> [Job]
Copy out the material with "side mirror" replaced by "wing mirror" everywhere and nothing else changed, leaving out the pictures.
□ □ □
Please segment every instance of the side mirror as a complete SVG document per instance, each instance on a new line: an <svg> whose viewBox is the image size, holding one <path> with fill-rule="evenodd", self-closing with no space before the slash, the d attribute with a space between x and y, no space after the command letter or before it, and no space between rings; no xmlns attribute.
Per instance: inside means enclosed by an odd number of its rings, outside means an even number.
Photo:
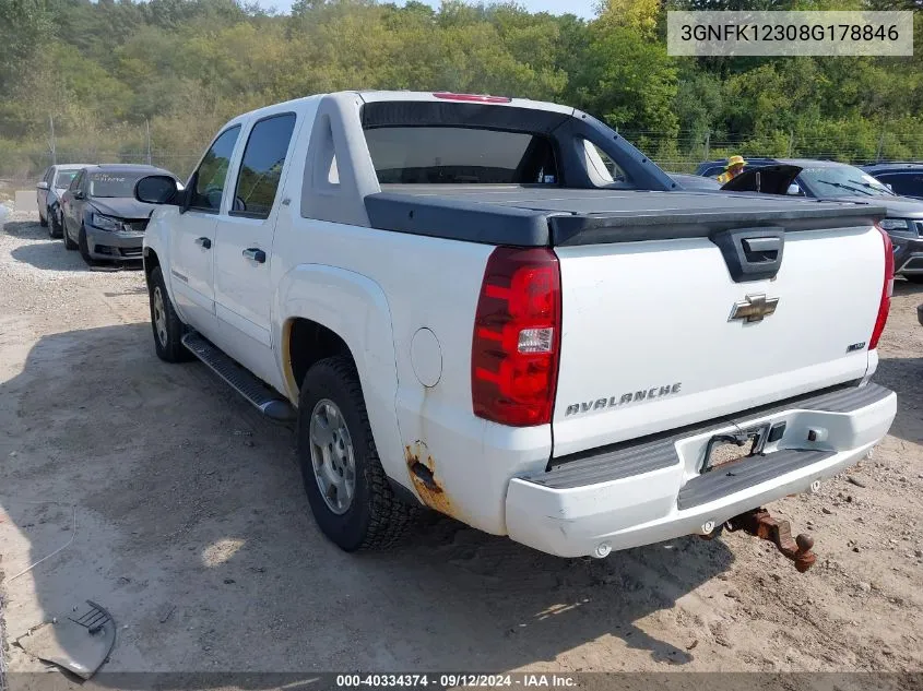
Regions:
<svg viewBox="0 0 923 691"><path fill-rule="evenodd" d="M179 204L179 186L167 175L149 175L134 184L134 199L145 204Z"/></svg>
□ □ □
> [Exercise solution]
Please segment every instance of the wing mirror as a complete SVG document per instance, each instance on a new line: an <svg> whose viewBox is the image size, holding one <path> with fill-rule="evenodd", self-closing with no space before the slash, the d attribute with a space between x and y, no space after the command letter or before it, and no space between rings; no xmlns attribute.
Per instance: inside means enclosed by an odd number of its rings, outside means an even number.
Photo:
Regions:
<svg viewBox="0 0 923 691"><path fill-rule="evenodd" d="M179 204L179 186L167 175L149 175L134 184L134 199L145 204Z"/></svg>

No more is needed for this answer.